> [TASK TO COMPLETE]:
Return an exact copy of the lines from the one holding "Thank you for the photo. Could you indicate the girl's neck" to the end of the data, including both the starting and final lines. Leave the pictures out.

> [DATA EXCERPTS]:
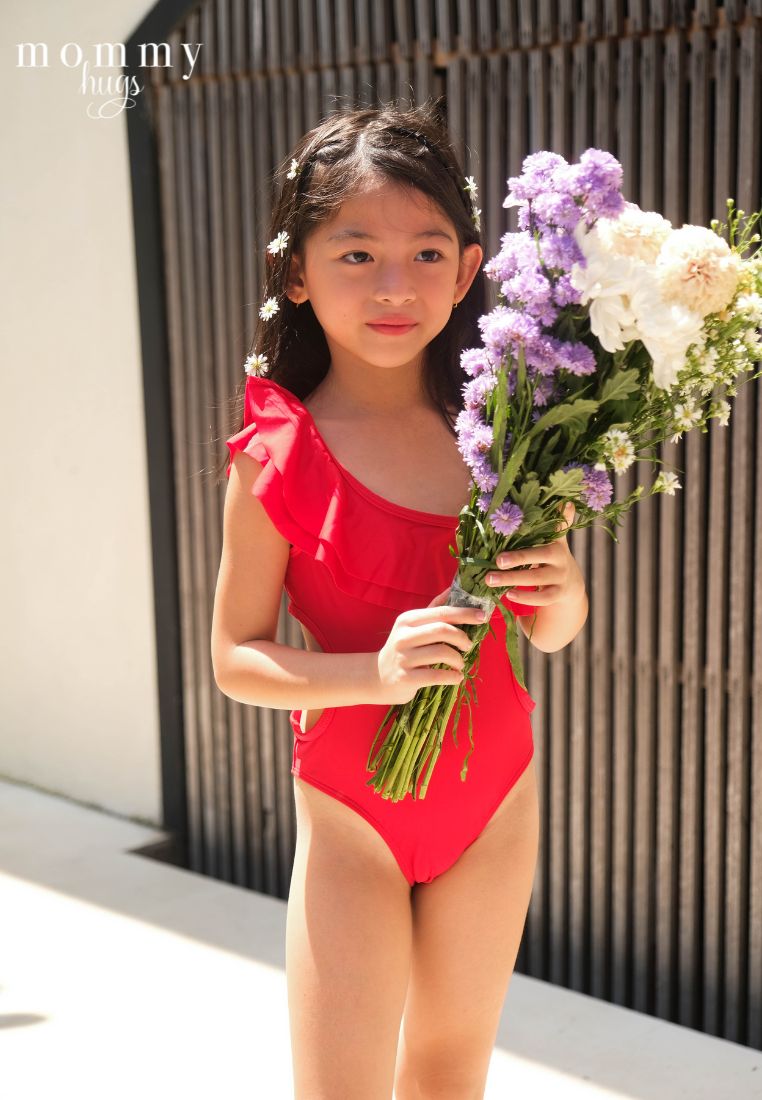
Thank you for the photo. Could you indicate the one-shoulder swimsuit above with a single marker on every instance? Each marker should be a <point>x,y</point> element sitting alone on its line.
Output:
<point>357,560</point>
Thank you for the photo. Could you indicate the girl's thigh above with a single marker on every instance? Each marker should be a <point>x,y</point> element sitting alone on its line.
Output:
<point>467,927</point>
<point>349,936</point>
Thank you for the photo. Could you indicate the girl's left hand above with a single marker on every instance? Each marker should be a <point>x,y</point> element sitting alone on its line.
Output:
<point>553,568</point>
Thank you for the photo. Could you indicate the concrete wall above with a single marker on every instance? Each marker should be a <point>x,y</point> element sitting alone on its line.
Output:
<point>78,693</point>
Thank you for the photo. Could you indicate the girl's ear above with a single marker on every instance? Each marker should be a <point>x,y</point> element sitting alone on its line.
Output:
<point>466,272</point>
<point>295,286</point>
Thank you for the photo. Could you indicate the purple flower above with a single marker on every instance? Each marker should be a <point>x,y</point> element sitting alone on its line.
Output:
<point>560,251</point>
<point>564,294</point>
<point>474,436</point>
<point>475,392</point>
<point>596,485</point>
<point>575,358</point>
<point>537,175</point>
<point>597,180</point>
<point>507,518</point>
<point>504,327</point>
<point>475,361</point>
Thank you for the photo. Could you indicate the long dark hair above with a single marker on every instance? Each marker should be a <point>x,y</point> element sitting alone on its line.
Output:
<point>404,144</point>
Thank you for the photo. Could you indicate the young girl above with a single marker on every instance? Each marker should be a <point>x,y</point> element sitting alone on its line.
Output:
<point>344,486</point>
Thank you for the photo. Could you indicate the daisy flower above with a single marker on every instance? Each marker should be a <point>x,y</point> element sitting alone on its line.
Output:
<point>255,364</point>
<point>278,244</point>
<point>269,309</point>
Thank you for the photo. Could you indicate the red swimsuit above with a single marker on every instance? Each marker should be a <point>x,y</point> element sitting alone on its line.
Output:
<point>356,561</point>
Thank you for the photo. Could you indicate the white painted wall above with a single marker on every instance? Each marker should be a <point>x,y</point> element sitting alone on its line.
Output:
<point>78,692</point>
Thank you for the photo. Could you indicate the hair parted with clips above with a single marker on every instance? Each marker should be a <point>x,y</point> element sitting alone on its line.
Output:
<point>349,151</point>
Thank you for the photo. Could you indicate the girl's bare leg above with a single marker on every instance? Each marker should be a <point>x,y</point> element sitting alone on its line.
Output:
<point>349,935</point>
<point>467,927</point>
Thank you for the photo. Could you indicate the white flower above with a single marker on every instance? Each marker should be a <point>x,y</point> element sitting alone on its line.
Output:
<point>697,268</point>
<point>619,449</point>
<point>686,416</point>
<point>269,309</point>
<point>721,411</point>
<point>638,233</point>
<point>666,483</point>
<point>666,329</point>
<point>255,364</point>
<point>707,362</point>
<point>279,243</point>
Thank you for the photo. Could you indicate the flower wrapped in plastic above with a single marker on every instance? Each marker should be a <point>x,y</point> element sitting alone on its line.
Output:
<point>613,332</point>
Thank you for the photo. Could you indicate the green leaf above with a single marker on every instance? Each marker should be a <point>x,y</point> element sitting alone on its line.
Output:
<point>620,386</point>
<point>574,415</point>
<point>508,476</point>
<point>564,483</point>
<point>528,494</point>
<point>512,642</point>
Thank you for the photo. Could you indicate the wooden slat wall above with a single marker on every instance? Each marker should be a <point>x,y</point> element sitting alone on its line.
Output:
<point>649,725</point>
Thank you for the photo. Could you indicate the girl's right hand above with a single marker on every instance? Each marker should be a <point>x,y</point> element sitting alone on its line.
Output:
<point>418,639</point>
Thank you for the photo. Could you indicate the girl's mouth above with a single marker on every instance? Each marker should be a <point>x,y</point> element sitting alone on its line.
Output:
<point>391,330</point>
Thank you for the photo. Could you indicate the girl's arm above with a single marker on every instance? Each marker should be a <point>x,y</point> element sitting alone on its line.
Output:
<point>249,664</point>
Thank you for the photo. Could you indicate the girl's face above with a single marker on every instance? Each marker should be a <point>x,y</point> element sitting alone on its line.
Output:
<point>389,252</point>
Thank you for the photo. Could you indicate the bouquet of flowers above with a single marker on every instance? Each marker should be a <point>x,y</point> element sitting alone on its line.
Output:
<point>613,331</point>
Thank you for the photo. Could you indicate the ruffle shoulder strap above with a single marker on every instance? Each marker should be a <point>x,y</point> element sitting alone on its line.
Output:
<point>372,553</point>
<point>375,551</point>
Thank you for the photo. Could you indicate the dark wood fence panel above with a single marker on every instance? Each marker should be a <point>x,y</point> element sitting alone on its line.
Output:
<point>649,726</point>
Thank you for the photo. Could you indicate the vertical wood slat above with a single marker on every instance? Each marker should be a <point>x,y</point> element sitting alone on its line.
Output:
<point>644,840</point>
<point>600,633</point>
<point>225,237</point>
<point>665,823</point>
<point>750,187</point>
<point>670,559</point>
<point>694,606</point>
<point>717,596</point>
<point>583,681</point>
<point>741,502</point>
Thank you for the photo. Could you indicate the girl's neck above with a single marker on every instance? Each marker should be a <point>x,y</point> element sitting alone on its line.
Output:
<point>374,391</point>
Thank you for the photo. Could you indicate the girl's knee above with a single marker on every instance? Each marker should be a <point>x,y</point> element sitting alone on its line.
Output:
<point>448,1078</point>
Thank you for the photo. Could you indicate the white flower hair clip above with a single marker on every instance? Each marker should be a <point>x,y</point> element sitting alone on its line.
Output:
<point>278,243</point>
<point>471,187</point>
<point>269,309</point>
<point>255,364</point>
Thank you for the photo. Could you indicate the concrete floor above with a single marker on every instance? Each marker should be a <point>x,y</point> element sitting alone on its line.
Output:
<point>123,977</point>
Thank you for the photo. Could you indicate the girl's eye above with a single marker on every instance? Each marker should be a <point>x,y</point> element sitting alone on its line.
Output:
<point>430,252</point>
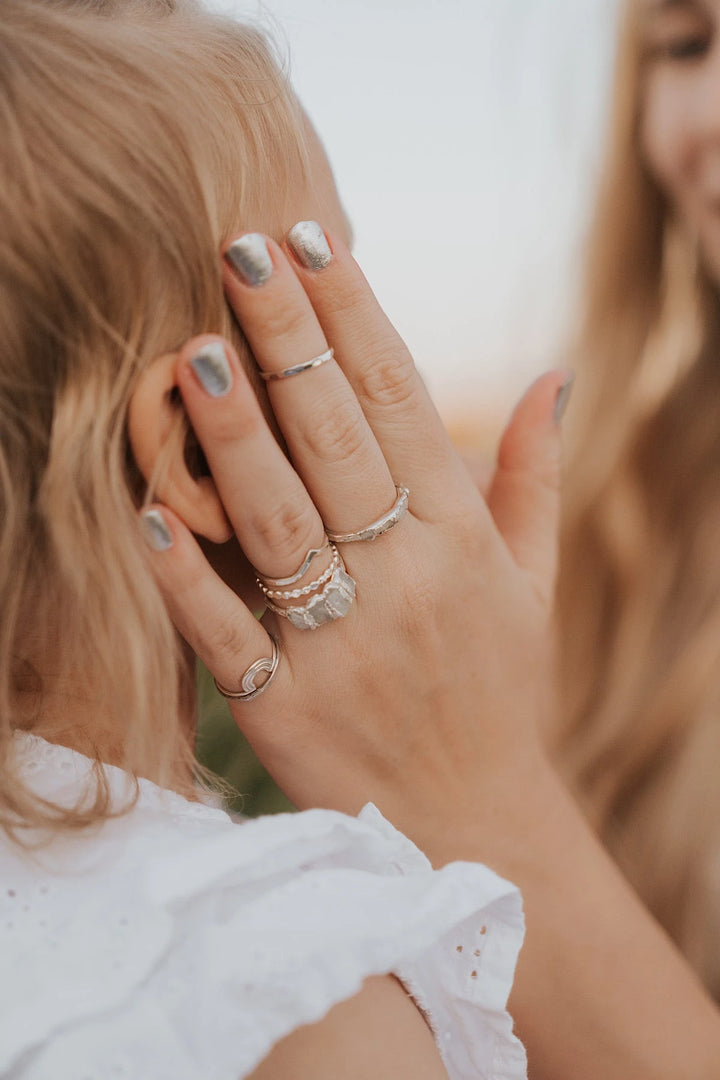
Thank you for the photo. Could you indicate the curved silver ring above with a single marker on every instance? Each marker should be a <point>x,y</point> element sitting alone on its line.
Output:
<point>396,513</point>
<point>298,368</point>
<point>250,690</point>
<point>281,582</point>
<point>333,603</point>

> [RESPONSE BELOW]:
Thank you for the photo. Could you indicate the girl's neck above with a single marker on every instance? Each marker should be a <point>x,y</point> element sitting alone on its line.
Output:
<point>374,391</point>
Thank you for the photo. Could you indicate the girl's knee above with a single marker on every instance? Each marker should be a <point>x,y</point> element sitting alone on its line.
Output:
<point>448,1078</point>
Thank you for the photo. Could you indicate the white flower hair clip above with a single marker on every instance? Each marker should be a <point>x,y</point> element sitting alone on its line.
Output:
<point>278,243</point>
<point>471,187</point>
<point>269,309</point>
<point>255,364</point>
Thank you for the photo. Could you indicate the concrete floor above with a single marker on every instance? Each marker should be a <point>x,y</point> element sitting alone on its line.
Output:
<point>123,977</point>
Thank you for the photo. Could you indicate the girl's eye above with a single marker on every instance? Each marker should be a <point>x,y</point> element sitting alone on its line.
Output:
<point>430,252</point>
Thank you for the photo. Could you indicate the curved silver ring above with a single marker on every instance? Each marker should be a <point>x,y</point> element sitting alone on its line.
Output:
<point>396,513</point>
<point>298,368</point>
<point>250,690</point>
<point>281,582</point>
<point>333,603</point>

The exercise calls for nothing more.